**Tasks for this exercise**.
**1.** List every country where Dairy Partners Americas operates, according to the article on Fonterra and Brazil's dairy market.
**2.** In the article on Fonterra and Brazil's dairy market, which company is Fonterra's partner in its Latin American venture?
Document extract Start Marker
Fonterra believes Brazils dairy market will be one of worlds "strongest-growing"

Fonterra believes Brazil's dairy market will be one of world's "strongest-growing"

With recent investment in China - and a possible venture in India in the pipeline - Fonterra, the New Zealand dairy giant, is no stranger to the BRIC markets.

And now, the world's largest dairy exporter is looking to expand its presence in a third market - Brazil.

Fonterra already has operations in Brazil through Dairy Partners Americas (DPA), its Latin American venture with Nestle.

DPA, which also operates in Argentina, Colombia and Ecuador, has manufacturing facilities in six states in Brazil, a market that accounts for 60-70% of the venture's sales - and a market that, according to Euromonitor, is set to see buoyant growth in dairy sales between now and 2015.
Document extract End Marker
Dataset content Start Marker
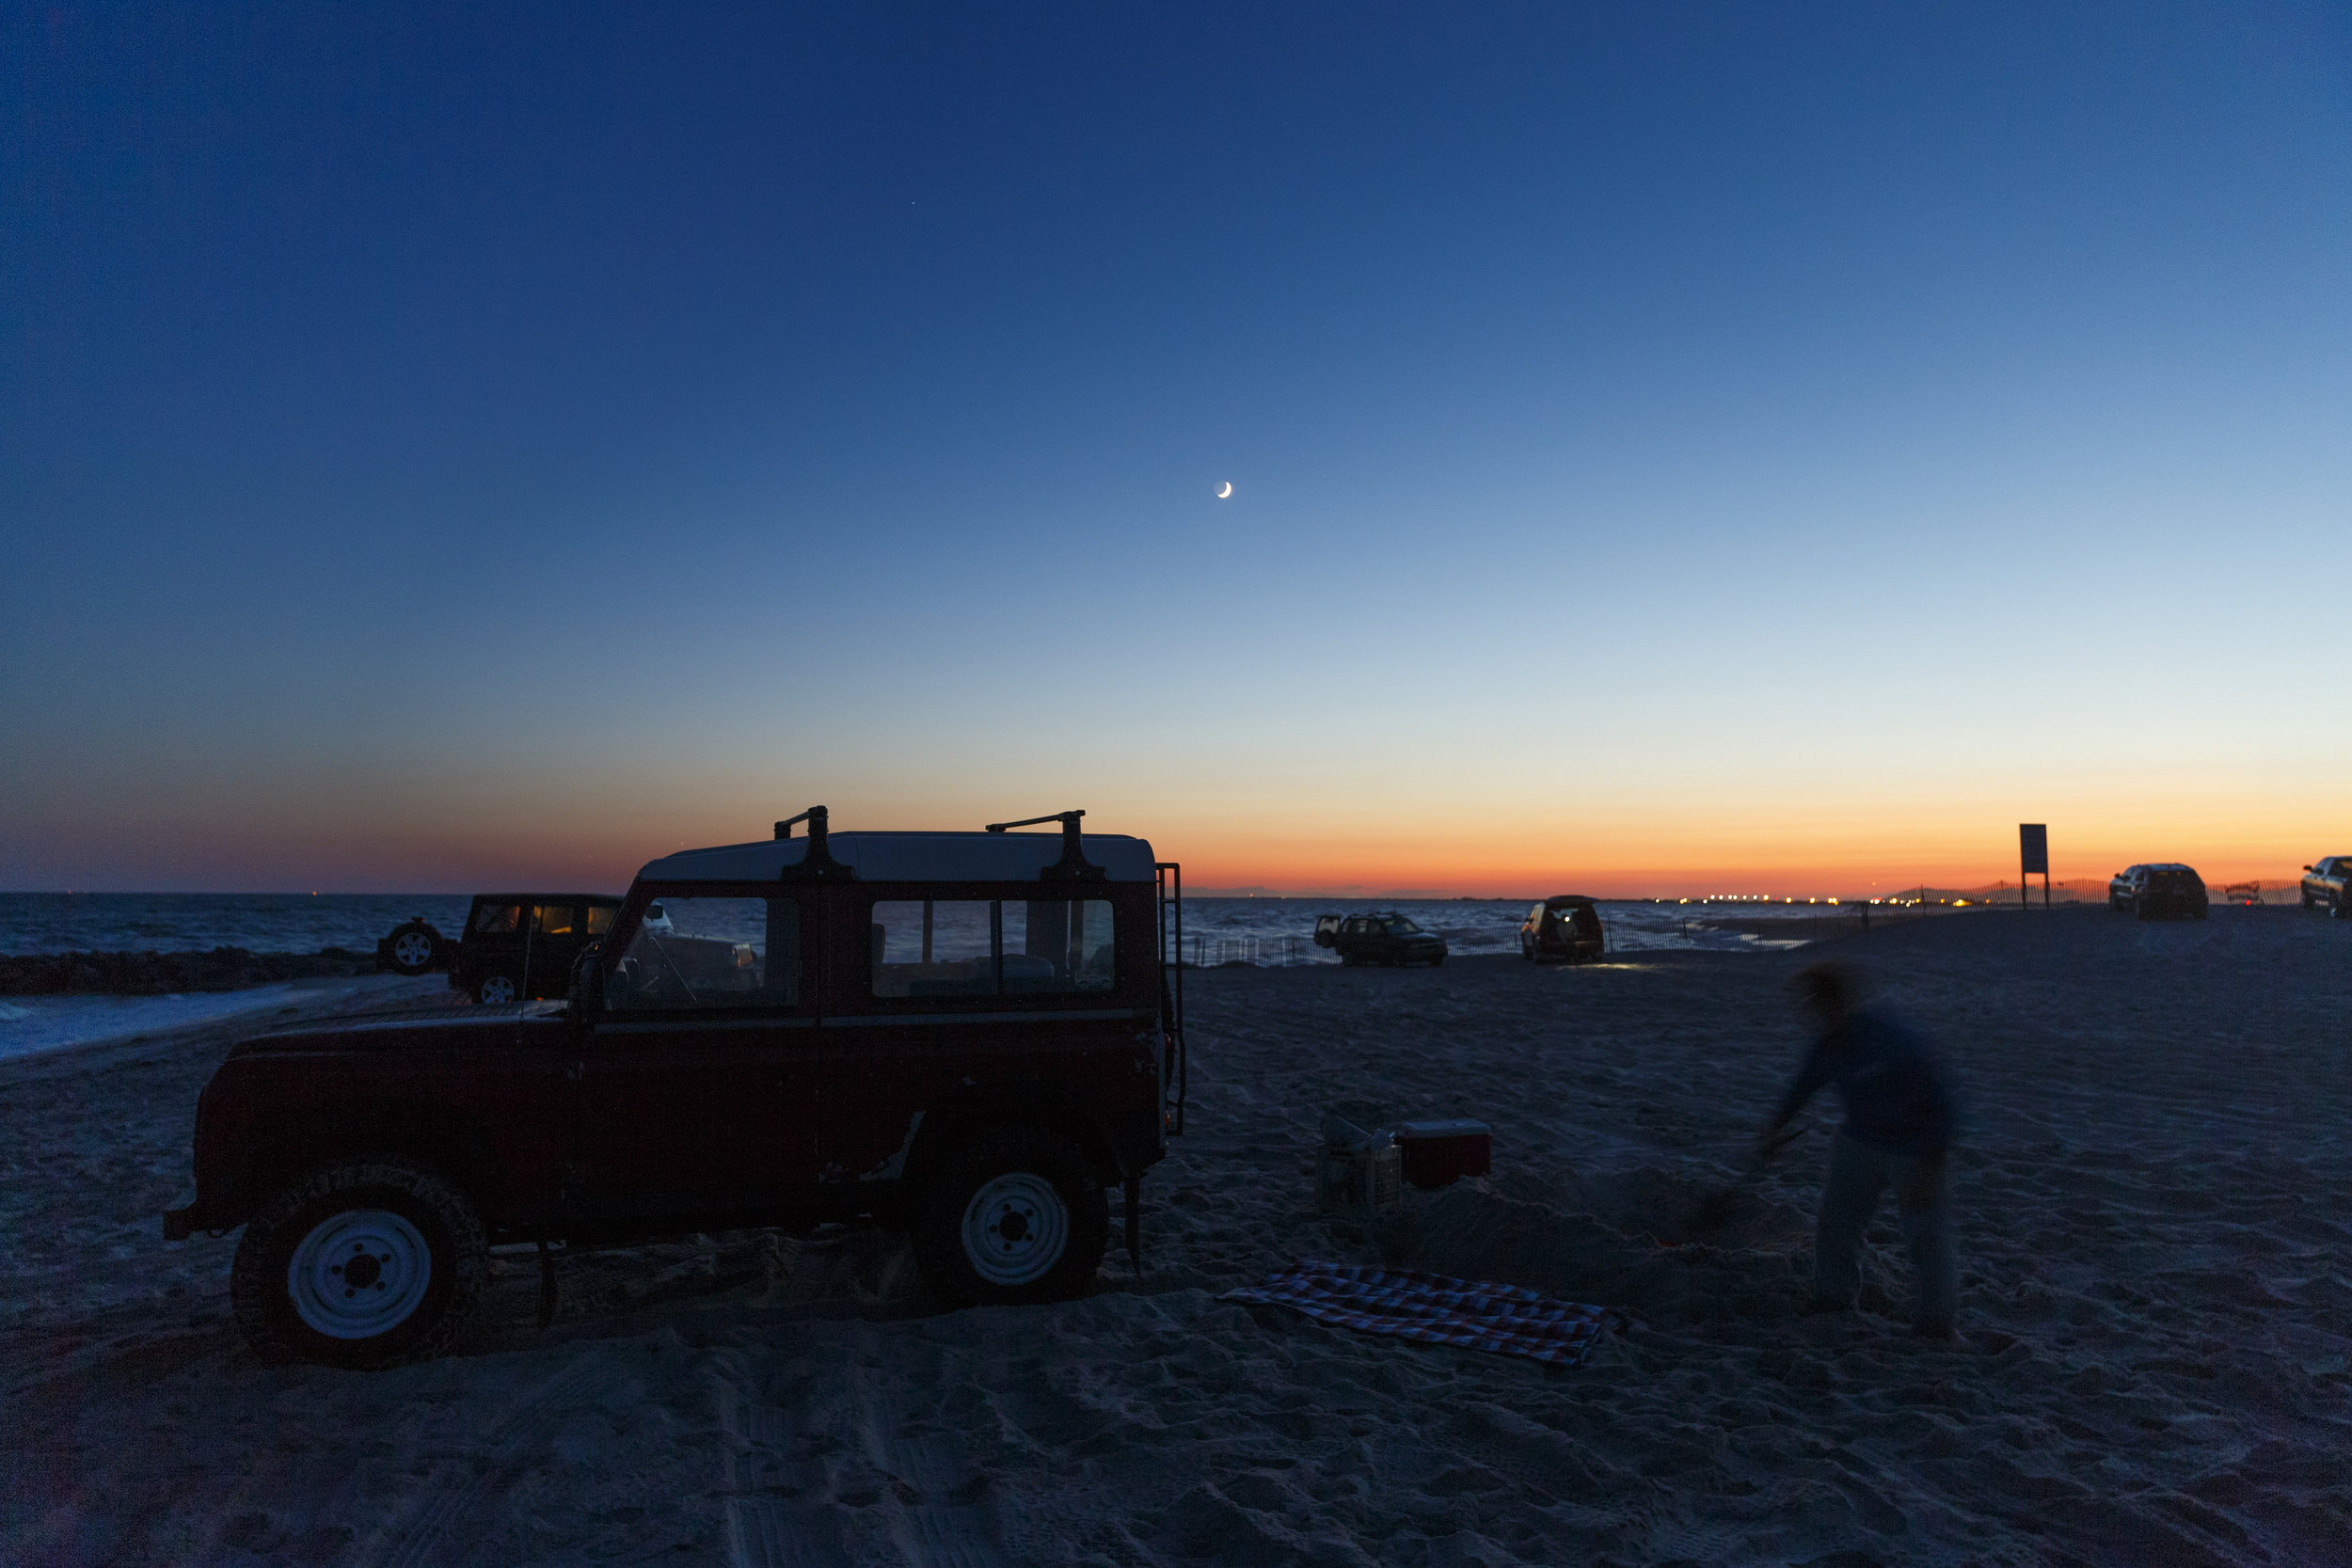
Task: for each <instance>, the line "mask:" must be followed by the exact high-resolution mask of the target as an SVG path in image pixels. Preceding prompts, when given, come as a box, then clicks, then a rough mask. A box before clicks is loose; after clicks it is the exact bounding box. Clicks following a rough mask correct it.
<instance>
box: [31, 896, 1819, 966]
Dataset content End Marker
**Expected responses**.
**1.** Brazil, Argentina, Colombia, Ecuador

**2.** Nestle